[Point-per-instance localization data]
-*-

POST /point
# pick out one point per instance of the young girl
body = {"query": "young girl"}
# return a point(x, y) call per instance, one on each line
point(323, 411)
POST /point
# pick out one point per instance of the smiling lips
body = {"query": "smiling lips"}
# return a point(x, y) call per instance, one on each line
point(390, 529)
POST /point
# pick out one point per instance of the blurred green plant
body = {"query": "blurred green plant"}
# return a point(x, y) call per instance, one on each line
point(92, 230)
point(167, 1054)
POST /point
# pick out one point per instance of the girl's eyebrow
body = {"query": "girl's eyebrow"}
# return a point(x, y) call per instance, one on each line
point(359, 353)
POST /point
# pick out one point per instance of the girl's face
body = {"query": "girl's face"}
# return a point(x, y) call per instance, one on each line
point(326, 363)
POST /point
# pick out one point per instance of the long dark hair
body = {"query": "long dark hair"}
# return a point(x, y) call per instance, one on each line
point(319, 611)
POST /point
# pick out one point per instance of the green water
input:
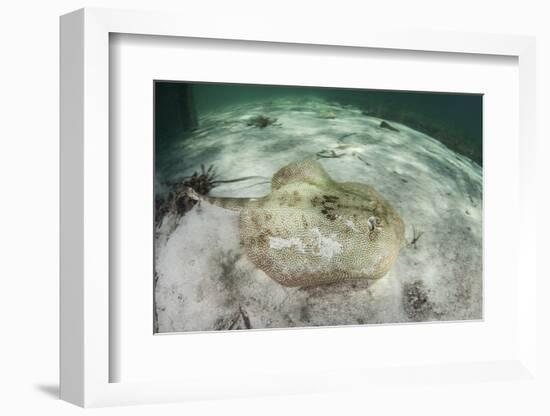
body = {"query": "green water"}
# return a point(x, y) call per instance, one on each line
point(454, 119)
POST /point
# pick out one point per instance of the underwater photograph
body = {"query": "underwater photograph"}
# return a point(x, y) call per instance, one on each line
point(290, 206)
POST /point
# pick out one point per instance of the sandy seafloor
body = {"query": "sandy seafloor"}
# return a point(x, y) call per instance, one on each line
point(206, 282)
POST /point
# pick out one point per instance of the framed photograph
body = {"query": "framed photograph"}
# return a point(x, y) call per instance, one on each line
point(279, 214)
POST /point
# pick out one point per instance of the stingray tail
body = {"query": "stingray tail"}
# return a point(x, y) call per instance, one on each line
point(233, 204)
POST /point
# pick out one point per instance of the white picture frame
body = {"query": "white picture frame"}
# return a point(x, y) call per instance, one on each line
point(85, 220)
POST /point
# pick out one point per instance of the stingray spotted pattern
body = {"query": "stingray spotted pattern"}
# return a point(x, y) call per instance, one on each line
point(312, 230)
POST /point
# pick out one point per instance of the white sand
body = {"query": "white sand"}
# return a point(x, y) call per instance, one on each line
point(205, 281)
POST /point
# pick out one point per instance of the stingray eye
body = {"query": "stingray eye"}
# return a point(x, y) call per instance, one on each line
point(374, 223)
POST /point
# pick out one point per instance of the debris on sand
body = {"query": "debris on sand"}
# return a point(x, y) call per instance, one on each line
point(386, 125)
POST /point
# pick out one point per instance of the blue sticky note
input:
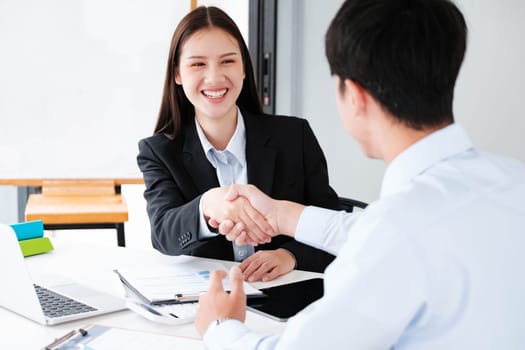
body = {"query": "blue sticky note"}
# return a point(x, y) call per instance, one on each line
point(28, 230)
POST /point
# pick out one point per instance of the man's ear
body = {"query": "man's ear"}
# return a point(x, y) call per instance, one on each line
point(176, 77)
point(356, 95)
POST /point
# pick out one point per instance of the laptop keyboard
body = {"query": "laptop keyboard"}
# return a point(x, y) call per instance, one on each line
point(56, 305)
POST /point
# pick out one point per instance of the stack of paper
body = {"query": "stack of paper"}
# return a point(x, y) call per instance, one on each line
point(31, 237)
point(174, 283)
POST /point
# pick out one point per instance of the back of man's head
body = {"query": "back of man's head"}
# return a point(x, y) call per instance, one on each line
point(405, 53)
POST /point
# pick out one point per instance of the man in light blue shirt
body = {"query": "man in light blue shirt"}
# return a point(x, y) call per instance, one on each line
point(436, 262)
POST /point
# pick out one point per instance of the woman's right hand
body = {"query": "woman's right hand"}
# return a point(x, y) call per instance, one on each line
point(238, 213)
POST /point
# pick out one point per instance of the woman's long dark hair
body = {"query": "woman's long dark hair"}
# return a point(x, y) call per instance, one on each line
point(175, 108)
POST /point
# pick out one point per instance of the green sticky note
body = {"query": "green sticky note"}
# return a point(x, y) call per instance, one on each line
point(35, 246)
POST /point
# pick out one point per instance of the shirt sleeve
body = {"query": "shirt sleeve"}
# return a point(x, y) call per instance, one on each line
point(373, 291)
point(324, 228)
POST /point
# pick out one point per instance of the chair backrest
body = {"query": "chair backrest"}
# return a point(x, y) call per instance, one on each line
point(80, 187)
point(349, 204)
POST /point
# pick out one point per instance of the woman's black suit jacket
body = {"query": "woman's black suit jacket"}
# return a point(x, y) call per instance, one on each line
point(283, 159)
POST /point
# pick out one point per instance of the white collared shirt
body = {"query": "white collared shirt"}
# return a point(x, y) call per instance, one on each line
point(237, 147)
point(436, 263)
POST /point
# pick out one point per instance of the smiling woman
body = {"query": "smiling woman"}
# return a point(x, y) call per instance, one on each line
point(210, 133)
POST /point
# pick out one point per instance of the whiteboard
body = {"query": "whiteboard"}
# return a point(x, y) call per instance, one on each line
point(80, 83)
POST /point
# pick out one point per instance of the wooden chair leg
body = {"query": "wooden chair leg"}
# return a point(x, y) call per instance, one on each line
point(121, 239)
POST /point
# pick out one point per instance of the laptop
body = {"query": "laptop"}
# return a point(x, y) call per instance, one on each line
point(45, 304)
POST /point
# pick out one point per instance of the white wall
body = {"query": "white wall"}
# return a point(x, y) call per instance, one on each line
point(488, 94)
point(80, 83)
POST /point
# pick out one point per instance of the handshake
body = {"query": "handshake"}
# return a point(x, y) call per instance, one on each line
point(246, 215)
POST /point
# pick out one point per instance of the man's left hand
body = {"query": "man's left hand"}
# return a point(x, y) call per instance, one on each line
point(216, 304)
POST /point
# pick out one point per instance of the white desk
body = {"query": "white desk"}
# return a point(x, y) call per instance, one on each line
point(92, 265)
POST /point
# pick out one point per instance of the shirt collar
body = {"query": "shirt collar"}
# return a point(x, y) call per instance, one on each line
point(422, 155)
point(236, 145)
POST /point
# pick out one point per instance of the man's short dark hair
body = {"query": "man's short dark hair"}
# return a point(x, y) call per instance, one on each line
point(405, 53)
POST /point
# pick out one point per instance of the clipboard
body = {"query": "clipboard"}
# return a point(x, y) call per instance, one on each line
point(98, 337)
point(174, 283)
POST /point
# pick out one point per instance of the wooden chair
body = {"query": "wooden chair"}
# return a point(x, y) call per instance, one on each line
point(79, 204)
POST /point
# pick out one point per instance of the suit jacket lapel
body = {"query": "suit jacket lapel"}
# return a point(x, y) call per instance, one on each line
point(199, 168)
point(260, 157)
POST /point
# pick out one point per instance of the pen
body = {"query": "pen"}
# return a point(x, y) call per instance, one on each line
point(186, 297)
point(66, 338)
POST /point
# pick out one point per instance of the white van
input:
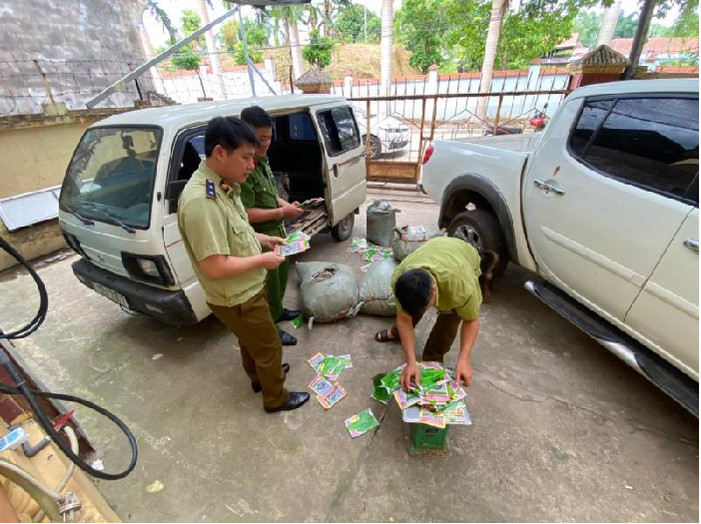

-*-

• **Task**: Copy each line above containing the string "tail".

• **Response below**:
# pick out one point per instance of the stingray tail
body = {"query": "stingray tail"}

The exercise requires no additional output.